**LISTING**
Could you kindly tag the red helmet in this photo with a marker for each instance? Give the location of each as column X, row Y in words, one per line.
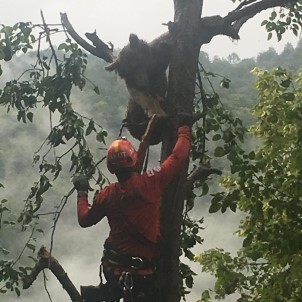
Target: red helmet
column 121, row 154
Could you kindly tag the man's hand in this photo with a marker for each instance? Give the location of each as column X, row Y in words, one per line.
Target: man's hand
column 149, row 130
column 81, row 183
column 184, row 119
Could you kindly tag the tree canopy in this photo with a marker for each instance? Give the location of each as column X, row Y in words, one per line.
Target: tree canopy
column 68, row 148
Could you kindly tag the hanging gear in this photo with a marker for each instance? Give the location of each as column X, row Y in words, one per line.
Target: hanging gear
column 126, row 282
column 121, row 154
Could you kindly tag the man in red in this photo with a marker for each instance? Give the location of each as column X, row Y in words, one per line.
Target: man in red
column 132, row 207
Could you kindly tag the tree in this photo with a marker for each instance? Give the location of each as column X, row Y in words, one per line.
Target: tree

**WHAT IS ASKED**
Copy all of the items above word for word, leaving out the pictures.

**RESULT OF THE EXERCISE**
Could you kindly tag the red helmet in this photo with a marker for each instance? Give the location of each as column X, row Y in words, one per line.
Target: red helmet
column 121, row 154
Could you kindly tag the man's hand in this photo with a marker for each instance? Give the location of each as column X, row Y in words, one per line.
Target: man's hand
column 149, row 130
column 81, row 183
column 184, row 119
Could you kindly tag the tree canopy in this photo with a marker for each instance? Give the location of each as column X, row Y in words, one per line.
Target: tree canopy
column 68, row 148
Could you kindly tag the hanging gear in this photo with a marker for each instance? Give the location of each as column X, row Y in words, one per line.
Target: hanging gear
column 126, row 282
column 121, row 154
Could you kindly tag the man in red in this photo with a marker for each instance? Give the location of each as column X, row Y in words, one per line.
Target: man in red
column 132, row 207
Could you kindly tag the tree in this photo with a marker for each instance? Give the location of each as column X, row Y in words, one per line.
Target: tree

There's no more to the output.